* _Work order 1_
In the passage about Emilion's hermitage and catacombs, what must the guide collect from the Tourism office before the visit?
* _Work order 2_
Please rewrite the paragraph beginning "Directly below the chapel is the hermitage" from the passage about Emilion's hermitage and catacombs as a short bulleted list, keeping its main facts.
* _Work order 3_
Carry on the passage about Emilion's hermitage and catacombs, starting right after its final sentence.

───── Extract ─────

One of those very special things you can only enjoy with a formal guide (and with Uniworld it is one of the many all-inclusive excursions on your cruise) is a visit to the catacombs and original hermitage of Emilion, the 8th-century monk who dedicated himself to a life of poverty and whose first church was carved from the rock. The guide needs a special key from the Tourism office and entry is strictly controlled.

The first stop on the tour is the only part that is above ground – the Holy Trinity Chapel. Built by Benedictine monks on top of the hermitage to protect it, the wall and ceiling frescoes in here date from the 13th century and are only relatively vivid because the building was used for a number of years post Revolution, by a cooper. The soot from the fires used in the making of barrels formed a protective layer and preserved the paintings so that when they were cleaned a little over a decade ago,  conservators were able to reveal something of their original splendour. Unfortunately, no photos allowed.

Directly below the chapel is the hermitage, the original cave where the young Emilion, made his home after fleeing the notoriety that accompanied miracles he had performed in Brittany, lived twelve hundred years ago. The cave is small, but a crude bed and chair were carved into the wall and a small spring that flows through the cave and is said to hold magical powers.

Across from the hermitage is the entrance to the catacombs and the monolithic church, which was apparently built because the hermitage had become a major pilgrimage site on the Camino de Santiago de Compostela Pilgrims walk. According to folklore, Emilion’s body was laid there, underneath a dome that was carved to replicate the dome above Jesus tomb and once open to the sky for Pilgrims to peer down into, but now sealed. We made our way in the semi-darkness along passages lined with openings where bodies were once laid and then into the massive church space – entirely carved from limestone and the largest of its kind in Europe. Two enormous original rows of columns support the ceiling; are now surrounded by metal bars, put in place to support the compromised limestone and the weight of the bell tower above. Originally, the walls would have been decorated with colourful frescoes, but since the church was used as a saltpetre factory during the French Revolution (saltpetre occurs naturally on damp dark walls and is harvested literally by scraping it off), only faint traces of painting and carved decoration remain. Interestingly, many of the carvings were quite pagan, including signs of the zodiac which are rarely found in churches.

───── Records provided ─────

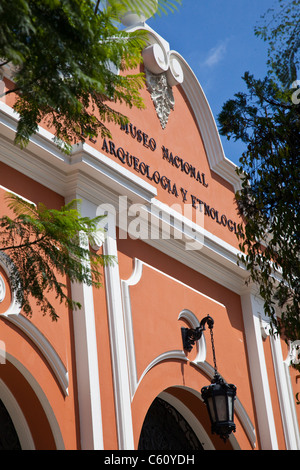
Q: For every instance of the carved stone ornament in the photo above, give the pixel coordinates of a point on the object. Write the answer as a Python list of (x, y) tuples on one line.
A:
[(2, 289), (161, 94), (163, 71)]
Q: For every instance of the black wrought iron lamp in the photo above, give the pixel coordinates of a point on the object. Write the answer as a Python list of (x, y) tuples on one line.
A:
[(218, 396)]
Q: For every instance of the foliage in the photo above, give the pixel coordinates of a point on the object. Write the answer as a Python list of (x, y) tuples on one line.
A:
[(267, 120), (65, 54), (42, 246), (281, 31)]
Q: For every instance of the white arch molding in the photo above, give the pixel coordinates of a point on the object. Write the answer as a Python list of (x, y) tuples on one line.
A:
[(199, 362), (14, 316), (17, 417)]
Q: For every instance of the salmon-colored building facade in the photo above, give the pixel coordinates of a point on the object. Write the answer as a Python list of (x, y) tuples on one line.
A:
[(114, 375)]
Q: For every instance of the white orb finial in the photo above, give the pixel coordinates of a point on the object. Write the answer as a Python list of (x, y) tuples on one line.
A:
[(138, 11)]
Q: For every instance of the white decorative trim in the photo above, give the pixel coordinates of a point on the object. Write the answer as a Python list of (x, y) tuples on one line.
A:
[(252, 309), (117, 338), (291, 432), (199, 361), (55, 429), (17, 417), (125, 285), (44, 346), (129, 333), (168, 355), (197, 99), (86, 353), (195, 424), (14, 316)]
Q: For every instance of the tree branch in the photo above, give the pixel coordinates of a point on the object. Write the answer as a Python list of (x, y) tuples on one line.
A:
[(23, 245)]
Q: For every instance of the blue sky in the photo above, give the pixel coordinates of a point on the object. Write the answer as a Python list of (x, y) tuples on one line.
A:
[(216, 38)]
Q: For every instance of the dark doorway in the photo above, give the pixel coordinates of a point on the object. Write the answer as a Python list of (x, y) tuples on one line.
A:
[(165, 428), (8, 437)]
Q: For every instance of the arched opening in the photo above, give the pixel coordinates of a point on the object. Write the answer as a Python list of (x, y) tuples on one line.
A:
[(8, 436), (164, 428)]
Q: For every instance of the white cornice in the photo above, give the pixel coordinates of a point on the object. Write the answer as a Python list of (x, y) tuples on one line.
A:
[(197, 99), (90, 174)]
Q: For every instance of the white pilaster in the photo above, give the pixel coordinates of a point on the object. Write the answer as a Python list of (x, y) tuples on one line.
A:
[(87, 367), (117, 334), (252, 309)]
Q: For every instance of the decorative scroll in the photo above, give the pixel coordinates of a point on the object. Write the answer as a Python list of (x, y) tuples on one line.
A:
[(161, 94)]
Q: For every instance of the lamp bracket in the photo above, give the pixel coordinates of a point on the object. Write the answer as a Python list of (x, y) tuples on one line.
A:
[(191, 335)]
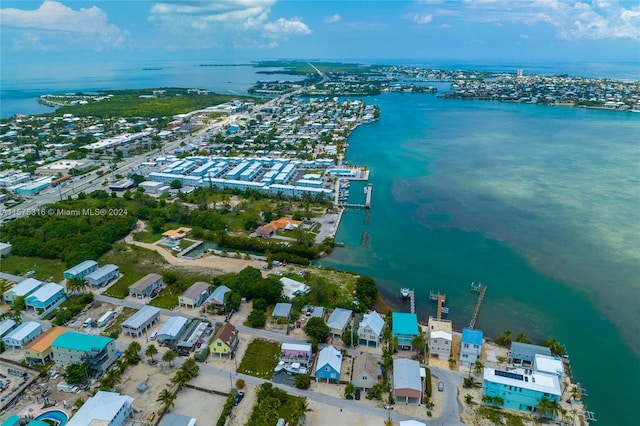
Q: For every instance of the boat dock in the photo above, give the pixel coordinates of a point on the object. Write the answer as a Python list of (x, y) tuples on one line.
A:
[(440, 299), (481, 289)]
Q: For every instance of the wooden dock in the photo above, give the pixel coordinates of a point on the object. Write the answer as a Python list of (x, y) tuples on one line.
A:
[(481, 289)]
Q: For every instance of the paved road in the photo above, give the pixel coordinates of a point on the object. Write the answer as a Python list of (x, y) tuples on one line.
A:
[(450, 410)]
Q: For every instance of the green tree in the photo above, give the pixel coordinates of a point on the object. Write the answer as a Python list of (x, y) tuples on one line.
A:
[(167, 399), (302, 381), (317, 329)]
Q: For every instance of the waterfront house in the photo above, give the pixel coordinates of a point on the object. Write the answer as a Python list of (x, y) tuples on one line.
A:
[(39, 350), (329, 364), (146, 285), (217, 297), (45, 298), (366, 371), (22, 335), (23, 288), (72, 347), (195, 295), (524, 353), (172, 329), (370, 329), (407, 381), (404, 328), (104, 408), (521, 389), (338, 321), (141, 321), (81, 270), (225, 340), (470, 346), (102, 276), (440, 338)]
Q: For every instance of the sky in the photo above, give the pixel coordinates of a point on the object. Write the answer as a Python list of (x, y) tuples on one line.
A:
[(358, 30)]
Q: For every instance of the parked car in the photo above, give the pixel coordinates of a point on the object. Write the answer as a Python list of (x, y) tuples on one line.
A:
[(238, 397)]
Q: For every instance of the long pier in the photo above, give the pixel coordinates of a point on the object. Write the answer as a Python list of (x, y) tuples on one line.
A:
[(481, 289)]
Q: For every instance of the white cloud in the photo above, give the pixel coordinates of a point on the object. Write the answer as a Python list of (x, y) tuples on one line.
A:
[(420, 19), (53, 23), (332, 19)]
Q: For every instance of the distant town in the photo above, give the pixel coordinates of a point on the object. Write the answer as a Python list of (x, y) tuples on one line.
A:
[(186, 290)]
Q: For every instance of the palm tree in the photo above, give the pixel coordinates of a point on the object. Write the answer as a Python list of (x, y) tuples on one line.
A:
[(167, 398), (169, 356), (151, 351)]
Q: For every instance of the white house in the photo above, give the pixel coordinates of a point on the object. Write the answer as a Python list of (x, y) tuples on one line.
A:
[(370, 329)]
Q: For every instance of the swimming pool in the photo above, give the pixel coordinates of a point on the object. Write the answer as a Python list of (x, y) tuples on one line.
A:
[(56, 415)]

─────

* _Your response 1_
A special key.

* _Your response 2_
- The hermitage lies directly below the chapel.
- It is the original cave where the young Emilion lived twelve hundred years ago.
- He made his home there after fleeing the notoriety that came with miracles he had performed in Brittany.
- The cave is small, with a crude bed and chair carved into the wall.
- A small spring flows through the cave and is said to hold magical powers.

* _Your response 3_
Our tour guide informed us that some believe the “Holy Grail” may, in fact, be hidden somewhere in St Emilion – but we didn’t find it on this visit!

Our tasting programme began with a visit to Chateau Fonroque, a Grand Cru Classé estate now operated under strictly organic and biodynamic principles – and the first Grand Cru Classé vineyard to gain certified biodynamic status. Our very interesting guide was Caroline and she showed us first the vines and then some of the equipment used in brewing the many natural insect and disease control methods that they are trialling, including infusions of herbs such as mint and chamomile.

After a brief tour of the working winery, it was off to the tasting room to sample their 2011 vintage which was very good and a nice end to the day’s touring.

 

All on the tour agreed that the St Emilion visit was a not to be missed experience and that a visit to Bordeaux would not be complete without it.

IMG_0967Back to the River Royale for another tough cocktail hour followed by another delicious 4-course dinner!